◆ **WORK TO BE COMPLETED**
Retype the rows below character for character, omitting the pictures.

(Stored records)
····················
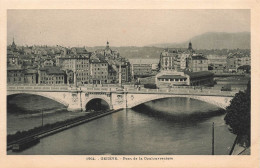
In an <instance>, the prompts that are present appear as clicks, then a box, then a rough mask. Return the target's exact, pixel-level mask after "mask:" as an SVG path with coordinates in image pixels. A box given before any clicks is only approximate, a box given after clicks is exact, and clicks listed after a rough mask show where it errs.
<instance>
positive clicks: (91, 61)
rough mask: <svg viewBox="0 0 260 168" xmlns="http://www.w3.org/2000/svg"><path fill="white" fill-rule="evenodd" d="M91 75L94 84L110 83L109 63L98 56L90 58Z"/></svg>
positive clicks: (92, 81) (102, 83)
mask: <svg viewBox="0 0 260 168" xmlns="http://www.w3.org/2000/svg"><path fill="white" fill-rule="evenodd" d="M90 75H91V80H90V83H92V84H103V83H110V82H109V80H108V63H107V61H106V60H104V59H102V58H98V57H93V58H91V59H90Z"/></svg>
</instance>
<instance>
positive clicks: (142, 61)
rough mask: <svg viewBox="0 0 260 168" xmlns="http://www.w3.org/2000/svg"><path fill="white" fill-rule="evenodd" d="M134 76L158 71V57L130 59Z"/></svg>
mask: <svg viewBox="0 0 260 168" xmlns="http://www.w3.org/2000/svg"><path fill="white" fill-rule="evenodd" d="M129 62H130V64H131V74H132V76H133V77H142V76H151V75H154V74H155V73H156V72H157V71H158V63H159V60H158V59H130V60H129Z"/></svg>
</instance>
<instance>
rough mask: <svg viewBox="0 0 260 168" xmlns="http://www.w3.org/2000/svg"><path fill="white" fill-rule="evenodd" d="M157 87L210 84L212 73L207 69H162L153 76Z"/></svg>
mask: <svg viewBox="0 0 260 168" xmlns="http://www.w3.org/2000/svg"><path fill="white" fill-rule="evenodd" d="M155 82H156V86H157V87H159V88H160V87H172V86H200V85H212V84H213V73H211V72H208V71H202V72H190V71H179V72H177V71H162V72H160V73H158V74H157V75H156V76H155Z"/></svg>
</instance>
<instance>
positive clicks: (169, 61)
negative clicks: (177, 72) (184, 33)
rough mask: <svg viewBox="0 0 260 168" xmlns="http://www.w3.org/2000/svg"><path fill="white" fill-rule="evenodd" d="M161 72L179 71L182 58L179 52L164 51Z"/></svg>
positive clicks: (160, 56)
mask: <svg viewBox="0 0 260 168" xmlns="http://www.w3.org/2000/svg"><path fill="white" fill-rule="evenodd" d="M160 69H161V70H179V69H180V56H179V52H178V50H170V49H166V50H164V51H163V52H162V53H161V55H160Z"/></svg>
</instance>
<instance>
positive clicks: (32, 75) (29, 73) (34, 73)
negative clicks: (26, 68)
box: [24, 69, 38, 84]
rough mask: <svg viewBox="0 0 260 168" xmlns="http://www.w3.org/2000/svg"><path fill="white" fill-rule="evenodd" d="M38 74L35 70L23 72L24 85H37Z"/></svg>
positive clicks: (31, 70) (33, 69)
mask: <svg viewBox="0 0 260 168" xmlns="http://www.w3.org/2000/svg"><path fill="white" fill-rule="evenodd" d="M37 76H38V72H37V70H35V69H27V70H25V71H24V83H26V84H36V83H38V79H37Z"/></svg>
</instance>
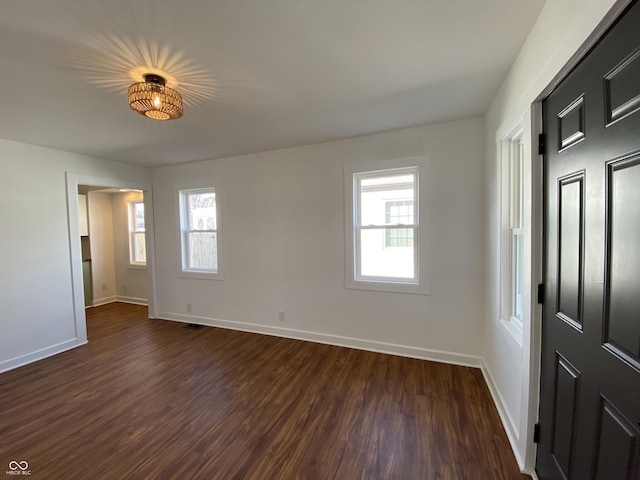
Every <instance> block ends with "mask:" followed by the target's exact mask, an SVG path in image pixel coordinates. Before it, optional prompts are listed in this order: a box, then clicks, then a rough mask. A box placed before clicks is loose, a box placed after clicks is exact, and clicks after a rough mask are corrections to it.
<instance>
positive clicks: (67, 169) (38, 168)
····················
◆ **EXERCISE OUTPUT**
In an <instance>, the prompts that are present appear as clicks, then a box, then a rough mask. Return the target's exact, pixel-level mask after "mask:" as an SVG path with coordinates in image pixels. A box given before any clicks is only approximate, a box given after clicks is exact, and clicks listed after a rough mask show where it errs.
<instance>
positive clicks: (91, 61)
rough mask: <svg viewBox="0 0 260 168" xmlns="http://www.w3.org/2000/svg"><path fill="white" fill-rule="evenodd" d="M91 75L94 84L110 83L109 63L98 56L90 58Z"/></svg>
positive clicks: (92, 81) (102, 83)
mask: <svg viewBox="0 0 260 168" xmlns="http://www.w3.org/2000/svg"><path fill="white" fill-rule="evenodd" d="M90 75H91V80H90V83H92V84H103V83H110V82H109V80H108V63H107V61H106V60H104V59H102V58H98V57H93V58H91V59H90Z"/></svg>
</instance>
<instance>
positive clicks: (142, 61)
rough mask: <svg viewBox="0 0 260 168" xmlns="http://www.w3.org/2000/svg"><path fill="white" fill-rule="evenodd" d="M134 76L158 71V57L130 59Z"/></svg>
mask: <svg viewBox="0 0 260 168" xmlns="http://www.w3.org/2000/svg"><path fill="white" fill-rule="evenodd" d="M129 62H130V64H131V74H132V76H133V77H142V76H151V75H154V74H155V73H156V72H157V71H158V63H159V60H158V59H130V60H129Z"/></svg>
</instance>
<instance>
rough mask: <svg viewBox="0 0 260 168" xmlns="http://www.w3.org/2000/svg"><path fill="white" fill-rule="evenodd" d="M157 87L210 84L212 73L207 69H162L153 76Z"/></svg>
mask: <svg viewBox="0 0 260 168" xmlns="http://www.w3.org/2000/svg"><path fill="white" fill-rule="evenodd" d="M155 82H156V86H157V87H159V88H160V87H172V86H200V85H212V84H213V73H211V72H208V71H202V72H190V71H179V72H177V71H162V72H160V73H158V74H157V75H156V76H155Z"/></svg>
</instance>
<instance>
positive clicks: (169, 61)
negative clicks: (177, 72) (184, 33)
rough mask: <svg viewBox="0 0 260 168" xmlns="http://www.w3.org/2000/svg"><path fill="white" fill-rule="evenodd" d="M161 72L179 71L182 58L179 52L164 51Z"/></svg>
positive clicks: (160, 56)
mask: <svg viewBox="0 0 260 168" xmlns="http://www.w3.org/2000/svg"><path fill="white" fill-rule="evenodd" d="M160 69H161V70H179V69H180V56H179V52H178V50H170V49H166V50H164V51H163V52H162V53H161V55H160Z"/></svg>
</instance>
<instance>
positive clicks: (32, 75) (29, 73) (34, 73)
negative clicks: (26, 68)
box: [24, 69, 38, 84]
rough mask: <svg viewBox="0 0 260 168" xmlns="http://www.w3.org/2000/svg"><path fill="white" fill-rule="evenodd" d="M38 74L35 70L23 72L24 85H37Z"/></svg>
positive clicks: (31, 70) (33, 69)
mask: <svg viewBox="0 0 260 168" xmlns="http://www.w3.org/2000/svg"><path fill="white" fill-rule="evenodd" d="M37 76H38V72H37V70H35V69H27V70H25V71H24V83H26V84H36V83H38V79H37Z"/></svg>
</instance>
Every <instance> block ends with "mask:" followed by the target's exact mask, an SVG path in image pixel coordinates. Before it, optional prompts are listed in this order: a box, then clicks, then a rough mask. A box placed before clicks is loose, a box placed after clicks is exact, and clicks after a rough mask are corrections to it.
<instance>
positive clicks: (67, 169) (38, 168)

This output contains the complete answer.